* Exercise instructions *
The reply must contain all of the records, unchanged.

* Data excerpts *
%%

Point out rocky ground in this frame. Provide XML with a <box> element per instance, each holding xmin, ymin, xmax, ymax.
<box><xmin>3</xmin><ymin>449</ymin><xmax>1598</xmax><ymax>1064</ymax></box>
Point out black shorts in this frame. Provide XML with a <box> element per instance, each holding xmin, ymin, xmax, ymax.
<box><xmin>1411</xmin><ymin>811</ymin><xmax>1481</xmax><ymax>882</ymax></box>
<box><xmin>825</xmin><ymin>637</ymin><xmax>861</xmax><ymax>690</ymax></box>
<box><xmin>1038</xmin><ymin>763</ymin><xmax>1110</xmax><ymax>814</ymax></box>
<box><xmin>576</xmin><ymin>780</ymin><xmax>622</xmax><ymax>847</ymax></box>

%%

* Task response *
Point out rocky ground in this frame. Provide XML with a <box> element per instance, each holding xmin, ymin, xmax, ymax.
<box><xmin>3</xmin><ymin>449</ymin><xmax>1598</xmax><ymax>1064</ymax></box>
Point out black shorts in this frame. Provide XML with a <box> element per instance, each holding xmin, ymin, xmax, ymax.
<box><xmin>1411</xmin><ymin>811</ymin><xmax>1481</xmax><ymax>882</ymax></box>
<box><xmin>825</xmin><ymin>637</ymin><xmax>861</xmax><ymax>690</ymax></box>
<box><xmin>1038</xmin><ymin>763</ymin><xmax>1110</xmax><ymax>814</ymax></box>
<box><xmin>576</xmin><ymin>780</ymin><xmax>622</xmax><ymax>847</ymax></box>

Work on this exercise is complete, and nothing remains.